§ SUPPLIED ENTRIES:
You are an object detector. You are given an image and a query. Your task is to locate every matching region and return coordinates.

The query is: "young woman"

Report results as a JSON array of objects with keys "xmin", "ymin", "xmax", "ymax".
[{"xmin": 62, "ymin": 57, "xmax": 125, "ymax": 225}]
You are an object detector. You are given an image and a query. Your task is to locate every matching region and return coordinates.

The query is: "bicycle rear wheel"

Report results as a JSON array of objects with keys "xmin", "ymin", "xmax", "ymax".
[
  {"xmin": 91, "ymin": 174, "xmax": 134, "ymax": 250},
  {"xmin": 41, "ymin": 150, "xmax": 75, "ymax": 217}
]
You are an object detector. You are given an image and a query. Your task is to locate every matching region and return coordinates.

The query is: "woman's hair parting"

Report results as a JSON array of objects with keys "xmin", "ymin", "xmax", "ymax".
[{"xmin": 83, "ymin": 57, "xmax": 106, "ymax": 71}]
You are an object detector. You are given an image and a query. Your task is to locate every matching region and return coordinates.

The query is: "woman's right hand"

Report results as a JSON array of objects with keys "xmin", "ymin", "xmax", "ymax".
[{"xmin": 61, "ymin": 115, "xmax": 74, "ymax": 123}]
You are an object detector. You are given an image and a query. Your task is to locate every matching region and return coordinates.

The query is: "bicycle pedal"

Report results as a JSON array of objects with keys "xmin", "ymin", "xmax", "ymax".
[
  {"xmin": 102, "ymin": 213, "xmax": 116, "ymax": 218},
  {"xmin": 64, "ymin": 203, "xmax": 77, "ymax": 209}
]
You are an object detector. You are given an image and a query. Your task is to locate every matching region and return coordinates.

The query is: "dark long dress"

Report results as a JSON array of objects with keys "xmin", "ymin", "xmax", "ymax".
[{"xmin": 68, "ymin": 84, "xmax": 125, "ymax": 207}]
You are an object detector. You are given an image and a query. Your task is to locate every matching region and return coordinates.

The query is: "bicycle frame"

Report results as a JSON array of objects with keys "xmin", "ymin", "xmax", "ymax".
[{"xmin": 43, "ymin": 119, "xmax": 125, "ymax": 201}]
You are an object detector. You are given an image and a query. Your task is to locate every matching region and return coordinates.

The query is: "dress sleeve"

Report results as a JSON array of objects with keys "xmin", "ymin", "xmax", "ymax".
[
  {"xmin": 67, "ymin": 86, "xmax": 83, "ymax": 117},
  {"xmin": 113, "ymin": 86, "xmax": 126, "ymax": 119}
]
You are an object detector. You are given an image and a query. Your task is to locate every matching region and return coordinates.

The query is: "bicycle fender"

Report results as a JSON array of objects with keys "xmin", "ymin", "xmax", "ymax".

§ WHAT YOU NEED TO DO: Show every line in the listing above that contains the string "bicycle", matching case exactly.

§ OUTPUT BELOW:
The query is: "bicycle rear wheel"
The query is: "bicycle pedal"
The query is: "bicycle frame"
The query is: "bicycle fender"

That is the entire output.